◆ **TEXTE PROPOSÉ**:

Nancy Cedeno a été arrêtée dans le cadre de l'opération Colisée en même temps que les gros canons du clan Rizzuto en novembre 2006. Au terme de son procès trois ans plus tard, la mère de deux enfants a été reconnue coupable de corruption pour avoir aidé des narcotrafiquants liés à la mafia à faire entrer clandestinement de la cocaïne à l'aéroport Montréal-Trudeau.

En revanche, elle a été acquittée de sept autres chefs d'accusation, plus graves, de complot et de gangstérisme. Le juge Millette a cru la version de la douanière selon laquelle elle ne savait pas qu'elle travaillait pour la mafia italienne. Elle croyait tout au plus faciliter l'entrée au pays de produits contrefaits.

L'avocat de Mme Cedeno a réclamé une peine d'emprisonnement avec sursis pour sa cliente, alors que la Couronne a suggéré une peine de cinq ans de pénitencier, hier, au palais de justice de Montréal.

La Couronne a comparé Nancy Cedeno à une «citoyenne de Troie qui a fourni le cheval aux Grecs pour leur permettre d'entrer en catimini dans la ville». Alors que son rôle était de protéger une forteresse, elle a plutôt remis les clés à l'ennemi, a indiqué le représentant de la poursuite, Me Alexandre Dalmau.

◆ **DONNÉES DE TRAVAIL**:

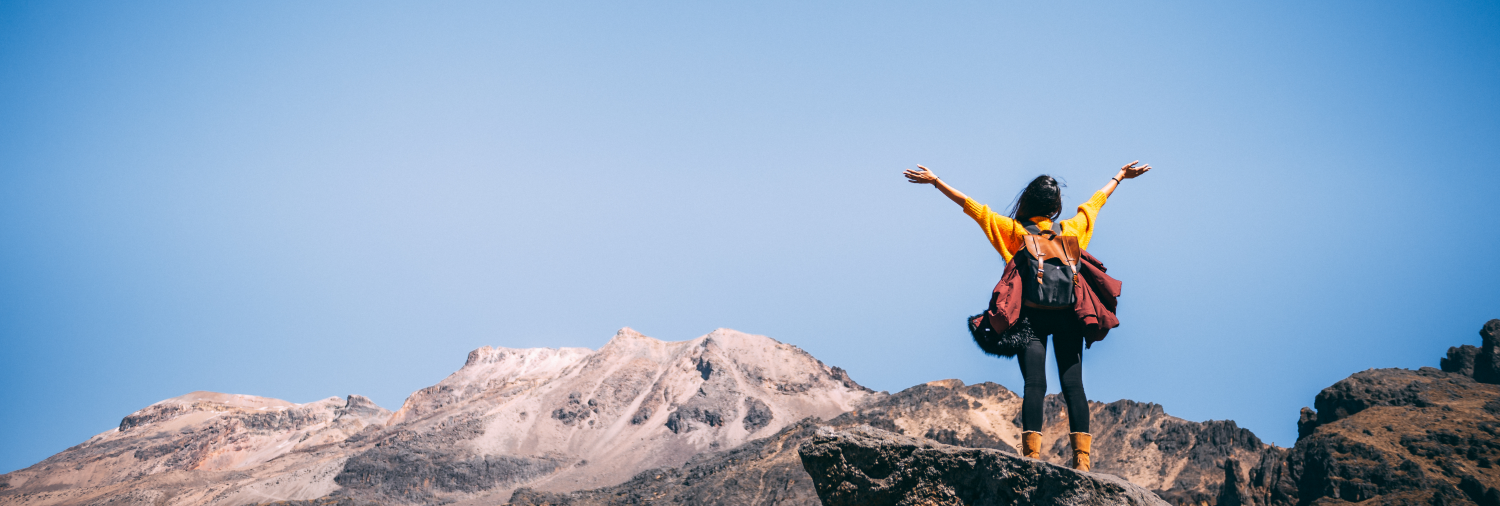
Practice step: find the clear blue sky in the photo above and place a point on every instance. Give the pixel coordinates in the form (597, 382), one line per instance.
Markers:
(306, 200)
...
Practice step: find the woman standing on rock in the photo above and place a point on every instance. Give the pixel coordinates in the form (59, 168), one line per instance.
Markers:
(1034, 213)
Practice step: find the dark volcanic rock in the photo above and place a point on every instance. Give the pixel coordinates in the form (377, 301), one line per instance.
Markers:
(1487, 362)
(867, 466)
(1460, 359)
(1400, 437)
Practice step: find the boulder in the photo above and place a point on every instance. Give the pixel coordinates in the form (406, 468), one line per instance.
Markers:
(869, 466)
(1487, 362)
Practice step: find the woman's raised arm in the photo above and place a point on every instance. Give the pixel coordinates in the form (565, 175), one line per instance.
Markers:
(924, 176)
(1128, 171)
* * *
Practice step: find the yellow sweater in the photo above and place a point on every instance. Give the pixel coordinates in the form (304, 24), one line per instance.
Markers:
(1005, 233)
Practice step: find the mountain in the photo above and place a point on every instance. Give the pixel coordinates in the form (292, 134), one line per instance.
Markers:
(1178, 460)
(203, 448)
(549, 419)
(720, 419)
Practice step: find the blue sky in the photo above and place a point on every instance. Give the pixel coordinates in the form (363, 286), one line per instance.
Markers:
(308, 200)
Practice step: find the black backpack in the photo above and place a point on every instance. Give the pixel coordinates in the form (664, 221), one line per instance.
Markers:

◆ **CONSIGNE ÉCRITE 1**:
Transformez en liste numérotée les lignes des données de travail allant de la ligne contenant « Practice step: find the boulder » à celle contenant « (1128, 171) », ces deux lignes comprises, sans reprendre les lignes vides.
◆ **CONSIGNE ÉCRITE 2**:
Poursuivez le texte sur le procès de la douanière Nancy Cedeno à partir de sa dernière phrase.

◆ **CORRIGÉ 1**:
1. Practice step: find the boulder in the photo above and place a point on every instance. Give the pixel coordinates in the form (406, 468), one line per instance.
2. Markers:
3. (869, 466)
4. (1487, 362)
5. Practice step: find the woman's raised arm in the photo above and place a point on every instance. Give the pixel coordinates in the form (565, 175), one line per instance.
6. Markers:
7. (924, 176)
8. (1128, 171)

◆ **CORRIGÉ 2**:
Poursuivant la métaphore, la défense a plutôt plaidé qu'on s'acharnait sur «le mauvais cheval». Lorsque Cedeno a été sondée par un ancien collègue de travail, Omar Riahi (coaccusé qui a plaidé coupable au début de son procès), elle était dépressive et aux prises avec des problèmes familiaux et économiques.

«Dans une période vulnérable de sa vie, elle a flanché», a expliqué son avocat, Me Robert Bellefleur. Riahi, devenu policier militaire, est un ami d'enfance du narcotrafiquant Ray Kahno. Ce dernier cherchait à faire entrer de la cocaïne à Montréal pour le compte de la mafia. Riahi a ainsi demandé à son amie douanière de lui fournir des déclarations de douane préapprouvées qui auraient permis à des courriers de passer la frontière avec leur cargaison sans difficulté.

Aux yeux de la Couronne, la douanière a fait preuve d'aveuglement volontaire. «C'est trop facile de ne pas poser de questions et de se dire qu'ainsi, il n'y aura pas de conséquences aux gestes», a ajouté Me Dalmau.